**SOURCE EXCERPT**
════
We need to fit a neural network to the Default data using a single hidden layer with 10 units and dropout regularization.
library(ISLR2)
library(keras)
library(tensorflow)
Per the ISLR package we know that Default is a data frame with 10,000 observations on the following 4 variables.
default: a factor with levels No and Yes indicating whether the customer defaulted on their debt
student: a factor with levels No and Yes indicating whether the customer is a student
balance: the average balance that the customer has remaining on their credit card after making their monthly payment
income: Income of customer
summary(Default)
## default student balance income
## No :9667 No :7056 Min. : 0.0 Min. : 772
## Yes: 333 Yes:2944 1st Qu.: 481.7 1st Qu.:21340
## Median : 823.6 Median :34553
## Mean : 835.4 Mean :33517
## 3rd Qu.:1166.3 3rd Qu.:43808
## Max. :2654.3 Max. :73554
We need to first split our data into training and validation sets.
set.seed(1)
n <- nrow(Default)
ntest <- trunc(n/5)
testid <- sample(1:n, ntest)
y_test <- Default$default[testid] == 'Yes'
One thing to note above is that our default variable is No (if the Default is FALSE) and Yes (if the Default is TRUE).
════
**EXERCISE TASK 1**
Output the part of the neural network tutorial that opens with the words containing "set.seed(1)" and closes with "Default is TRUE).", copying it word for word.
════
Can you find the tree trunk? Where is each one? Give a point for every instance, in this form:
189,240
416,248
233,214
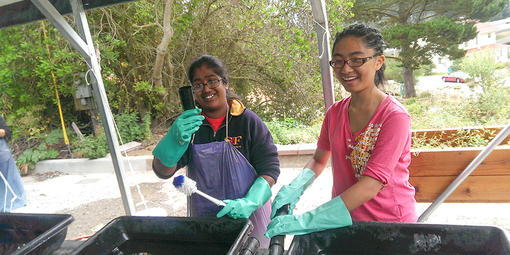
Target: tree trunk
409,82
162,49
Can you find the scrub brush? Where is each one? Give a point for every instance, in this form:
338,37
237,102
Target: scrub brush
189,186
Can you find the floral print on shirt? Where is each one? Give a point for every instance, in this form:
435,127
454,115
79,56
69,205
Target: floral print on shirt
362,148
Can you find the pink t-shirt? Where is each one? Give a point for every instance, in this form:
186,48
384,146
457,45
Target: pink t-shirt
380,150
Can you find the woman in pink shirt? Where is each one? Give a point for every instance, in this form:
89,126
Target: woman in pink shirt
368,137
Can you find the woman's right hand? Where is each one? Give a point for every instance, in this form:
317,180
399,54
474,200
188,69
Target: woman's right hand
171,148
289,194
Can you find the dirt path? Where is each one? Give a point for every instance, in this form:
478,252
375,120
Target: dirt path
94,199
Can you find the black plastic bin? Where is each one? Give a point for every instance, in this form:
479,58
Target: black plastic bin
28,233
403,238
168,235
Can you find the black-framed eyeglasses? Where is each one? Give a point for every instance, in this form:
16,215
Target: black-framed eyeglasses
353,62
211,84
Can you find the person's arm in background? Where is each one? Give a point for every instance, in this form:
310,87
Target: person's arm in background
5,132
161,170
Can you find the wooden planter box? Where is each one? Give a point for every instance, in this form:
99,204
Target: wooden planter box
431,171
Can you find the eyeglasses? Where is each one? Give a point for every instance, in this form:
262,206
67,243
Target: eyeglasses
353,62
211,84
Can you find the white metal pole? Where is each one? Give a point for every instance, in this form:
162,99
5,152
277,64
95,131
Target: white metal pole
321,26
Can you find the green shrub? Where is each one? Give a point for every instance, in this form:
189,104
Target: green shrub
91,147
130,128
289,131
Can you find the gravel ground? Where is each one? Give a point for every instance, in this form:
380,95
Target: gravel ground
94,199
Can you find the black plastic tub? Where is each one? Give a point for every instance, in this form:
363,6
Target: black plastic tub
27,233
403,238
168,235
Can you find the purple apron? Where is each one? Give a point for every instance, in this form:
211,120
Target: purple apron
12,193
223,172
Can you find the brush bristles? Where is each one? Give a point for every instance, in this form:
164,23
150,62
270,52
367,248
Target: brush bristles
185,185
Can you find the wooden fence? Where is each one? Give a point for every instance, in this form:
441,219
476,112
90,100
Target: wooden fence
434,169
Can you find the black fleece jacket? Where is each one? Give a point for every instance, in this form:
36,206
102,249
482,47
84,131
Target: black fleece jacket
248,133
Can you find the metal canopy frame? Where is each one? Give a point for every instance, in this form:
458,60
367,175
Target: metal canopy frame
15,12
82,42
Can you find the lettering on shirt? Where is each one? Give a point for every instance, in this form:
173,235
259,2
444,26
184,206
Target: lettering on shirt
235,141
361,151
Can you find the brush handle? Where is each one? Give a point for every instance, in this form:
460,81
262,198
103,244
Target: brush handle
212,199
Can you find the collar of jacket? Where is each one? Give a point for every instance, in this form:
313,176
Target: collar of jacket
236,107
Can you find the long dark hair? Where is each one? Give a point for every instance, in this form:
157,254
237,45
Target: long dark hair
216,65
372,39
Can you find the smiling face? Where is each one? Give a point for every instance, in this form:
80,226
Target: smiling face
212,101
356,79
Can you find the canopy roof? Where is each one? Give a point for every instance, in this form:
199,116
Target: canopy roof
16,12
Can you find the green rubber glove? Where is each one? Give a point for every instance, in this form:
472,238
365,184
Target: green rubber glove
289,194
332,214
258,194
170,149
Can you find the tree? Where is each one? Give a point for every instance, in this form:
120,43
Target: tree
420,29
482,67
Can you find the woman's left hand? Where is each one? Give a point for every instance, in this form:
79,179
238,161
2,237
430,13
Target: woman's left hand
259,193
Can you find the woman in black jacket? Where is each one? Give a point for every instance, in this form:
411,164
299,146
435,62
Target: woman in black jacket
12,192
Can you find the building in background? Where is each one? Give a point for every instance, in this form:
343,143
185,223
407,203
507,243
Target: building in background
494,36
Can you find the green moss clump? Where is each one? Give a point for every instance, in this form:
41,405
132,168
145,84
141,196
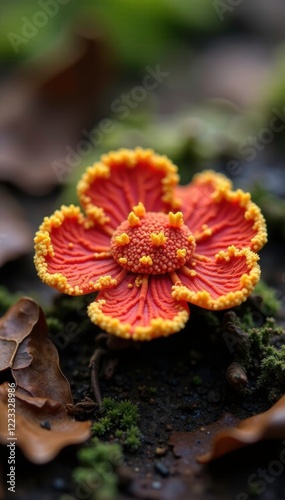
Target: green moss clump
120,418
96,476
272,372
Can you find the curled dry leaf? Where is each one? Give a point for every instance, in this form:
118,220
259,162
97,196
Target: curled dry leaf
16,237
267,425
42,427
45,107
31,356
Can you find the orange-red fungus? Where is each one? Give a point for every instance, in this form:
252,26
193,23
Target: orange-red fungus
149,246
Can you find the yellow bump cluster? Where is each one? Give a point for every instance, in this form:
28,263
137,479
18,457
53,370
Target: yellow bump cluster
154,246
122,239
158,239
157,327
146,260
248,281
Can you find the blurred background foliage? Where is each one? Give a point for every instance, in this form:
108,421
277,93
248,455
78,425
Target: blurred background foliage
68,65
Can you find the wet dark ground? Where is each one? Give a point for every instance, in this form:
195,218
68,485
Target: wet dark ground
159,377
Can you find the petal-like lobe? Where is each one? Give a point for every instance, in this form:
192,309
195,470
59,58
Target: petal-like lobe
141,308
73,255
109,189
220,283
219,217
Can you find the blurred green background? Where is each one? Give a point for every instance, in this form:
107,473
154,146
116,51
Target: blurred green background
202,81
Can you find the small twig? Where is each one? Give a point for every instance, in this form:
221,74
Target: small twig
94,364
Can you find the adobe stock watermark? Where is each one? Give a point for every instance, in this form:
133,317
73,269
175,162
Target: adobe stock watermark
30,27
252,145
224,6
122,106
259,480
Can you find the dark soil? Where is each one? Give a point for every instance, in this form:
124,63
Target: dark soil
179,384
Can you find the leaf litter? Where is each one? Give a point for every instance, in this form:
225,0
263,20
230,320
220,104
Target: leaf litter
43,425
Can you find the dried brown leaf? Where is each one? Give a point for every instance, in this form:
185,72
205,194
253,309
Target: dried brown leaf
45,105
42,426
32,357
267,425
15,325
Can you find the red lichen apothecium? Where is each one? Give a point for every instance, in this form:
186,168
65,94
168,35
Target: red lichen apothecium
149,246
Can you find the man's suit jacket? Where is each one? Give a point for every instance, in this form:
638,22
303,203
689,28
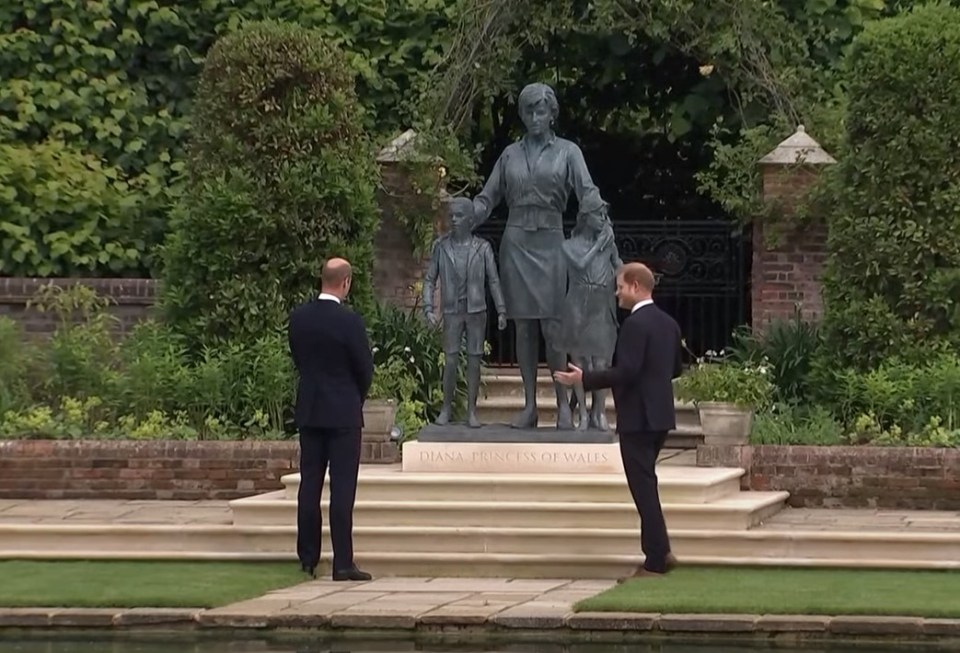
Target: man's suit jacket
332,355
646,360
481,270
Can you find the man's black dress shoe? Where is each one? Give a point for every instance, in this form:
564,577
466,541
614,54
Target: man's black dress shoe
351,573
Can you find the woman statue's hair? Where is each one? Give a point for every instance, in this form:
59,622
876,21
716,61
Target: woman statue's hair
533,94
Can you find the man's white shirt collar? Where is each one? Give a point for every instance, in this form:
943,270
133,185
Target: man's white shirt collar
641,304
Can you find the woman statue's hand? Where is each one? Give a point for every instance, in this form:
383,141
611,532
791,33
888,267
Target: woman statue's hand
════
**EXERCISE TASK 2**
Return the lines of the entries from the line containing "Can you find the woman statue's hand?" through the end of the entries, reproducing each one without change.

**EXERCISE ANSWER 1**
set.seed(1)
n <- nrow(Default)
ntest <- trunc(n/5)
testid <- sample(1:n, ntest)
y_test <- Default$default[testid] == 'Yes'
One thing to note above is that our default variable is No (if the Default is FALSE) and Yes (if the Default is TRUE).

**EXERCISE ANSWER 2**
Can you find the woman statue's hand? Where is each one? Give a point for every instance, in this form:
383,141
611,532
791,33
888,267
Target: woman statue's hand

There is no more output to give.